_Texte extrait_:
^^^^

2 - Constante de temps du filtre passe-bas (R1 / C1)
Comme vous pourrez le constater en expérimentant avec
différentes valeur, la tension continue en sortie du filtre peut
fluctuer plus ou moins en fonction de la fréquence
d'entrée. Ce phénomène, qui n'est pas
forcément gênant avec un voltmètre à
aiguille qui possède une forte inertie mécanique, peut
devenir casse-pieds avec un voltmètre numérique, qui
réagit plus vite et "absorbe" donc beaucoup moins les variations
"plus et moins" autour de la valeur moyenne. Prenons deux cas
extrêmes où les composants choisis sont de valeurs trop
grandes ou trop faibles.
- Cas avec signal à mesurer de fréquence 5 KHz, R1 = 10
KO et C1 = 10 nF : là, la constante du filtre est trop faible
par rapport à la fréquence du signal à mesurer, le
signal de sortie suit de près les impulsions de sortie du
monostable et on récupère un signal qui bouge sans
arrêt entre 2,7 V et 7,3 V, à la fréquence de 5
KHz. Certe, la valeur moyenne est bien de 5 V comme attendu, mais
faites-donc avaler ça à un voltmètre
numérique !
- Cas avec signal à mesurer de fréquence 5 KHz, R1 = 1 MO
et C1 = 1
uF : là, la constante du filtre est trop grande par rapport
à la fréquence du signal à mesurer, le signal de
sortie
ne fluctue plus autant (même quasiment plus du tout), mais il
faut attendre au moins cinq secondes avant de voir la valeur correcte
s'afficher !
Avec signal à mesurer de fréquence 5 KHz, R1 = 100 KO et
C1 = 100 nF, affichage de la valeur réelle au bout de 50 ms (100
fois plus rapide), et ondulation de quelques 50 mV, ce qui est
très correct. Bref, il faut trouver un compromis entre temps de
réaction souhaité et ondulation résiduelle
maximale souhaitée, sachant que ces deux paramètres ne
sont pas les mêmes à chaque fréquence
mesurée.

^^^^

_Jeu de données_:
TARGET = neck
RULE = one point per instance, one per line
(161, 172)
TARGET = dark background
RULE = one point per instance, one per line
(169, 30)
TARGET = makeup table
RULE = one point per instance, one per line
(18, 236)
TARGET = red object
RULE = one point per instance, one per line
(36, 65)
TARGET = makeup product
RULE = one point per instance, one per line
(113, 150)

^^^^

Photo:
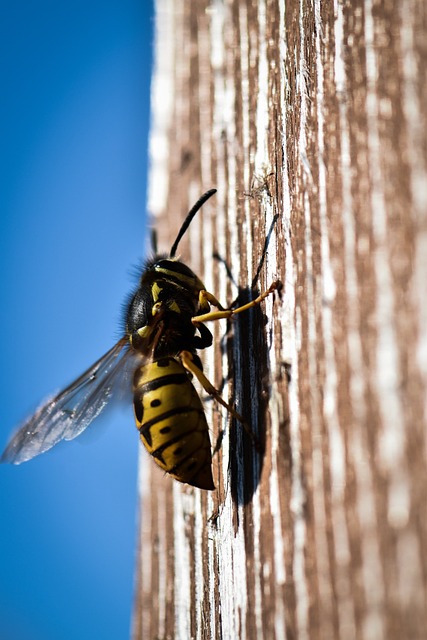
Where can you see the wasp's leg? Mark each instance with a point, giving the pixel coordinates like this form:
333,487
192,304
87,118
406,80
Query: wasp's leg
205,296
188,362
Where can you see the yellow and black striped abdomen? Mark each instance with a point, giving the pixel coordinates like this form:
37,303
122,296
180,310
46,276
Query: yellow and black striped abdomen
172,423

^^^^

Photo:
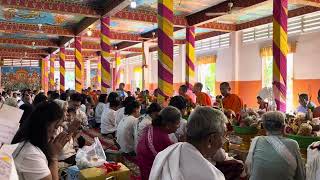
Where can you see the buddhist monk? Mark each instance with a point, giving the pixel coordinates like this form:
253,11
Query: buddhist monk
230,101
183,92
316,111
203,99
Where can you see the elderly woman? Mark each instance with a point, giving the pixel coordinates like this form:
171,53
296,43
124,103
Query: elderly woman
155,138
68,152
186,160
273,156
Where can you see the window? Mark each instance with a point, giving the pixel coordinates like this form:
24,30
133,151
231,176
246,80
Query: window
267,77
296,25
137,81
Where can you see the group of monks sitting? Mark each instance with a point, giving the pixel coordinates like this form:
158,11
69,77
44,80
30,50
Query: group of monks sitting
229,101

^^^^

_Tâches et exercices_:
1 - Répondez aux questions suivantes d'après le texte extrait.
(a) Avec un signal de 5 KHz, R1 = 10 KO et C1 = 10 nF, entre quelles tensions le signal de sortie oscille-t-il ?
(b) Avec un signal de 5 KHz, R1 = 1 MO et C1 = 1 uF, combien de temps faut-il attendre au minimum avant l'affichage de la valeur correcte ?
(c) Avec un signal de 5 KHz, R1 = 100 KO et C1 = 100 nF, au bout de combien de temps la valeur réelle s'affiche-t-elle, et quelle est l'ondulation ?
2 - Condensez sous forme de liste le paragraphe du texte extrait qui commence par « Comme vous pourrez le constater », en conservant ses faits principaux.

_Corrigé des tâches_:
1 -
(a) Entre 2,7 V et 7,3 V, à la fréquence de 5 KHz.
(b) Au moins cinq secondes.
(c) Au bout de 50 ms, avec une ondulation d'environ 50 mV.

2 -
- La tension continue en sortie du filtre fluctue plus ou moins selon la fréquence d'entrée.
- Ce phénomène gêne peu avec un voltmètre à aiguille, qui possède une forte inertie mécanique.
- Il devient gênant avec un voltmètre numérique : celui-ci réagit plus vite et absorbe beaucoup moins les variations autour de la valeur moyenne.
- Deux cas extrêmes sont examinés : composants de valeurs trop grandes ou trop faibles.